● Gegevens voor regiolabeling
<<<<

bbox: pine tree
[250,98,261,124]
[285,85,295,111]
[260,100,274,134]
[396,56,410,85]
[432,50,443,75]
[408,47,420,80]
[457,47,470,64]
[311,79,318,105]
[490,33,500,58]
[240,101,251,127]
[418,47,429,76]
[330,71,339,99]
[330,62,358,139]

>>>>

● Schriftelijke opdracht
Geef alle regels van de vermeldingen hierboven weer als genummerde lijst en laat lege regels weg.

● Uitkomst opdracht
1. bbox: pine tree
2. [250,98,261,124]
3. [285,85,295,111]
4. [260,100,274,134]
5. [396,56,410,85]
6. [432,50,443,75]
7. [408,47,420,80]
8. [457,47,470,64]
9. [311,79,318,105]
10. [490,33,500,58]
11. [240,101,251,127]
12. [418,47,429,76]
13. [330,71,339,99]
14. [330,62,358,139]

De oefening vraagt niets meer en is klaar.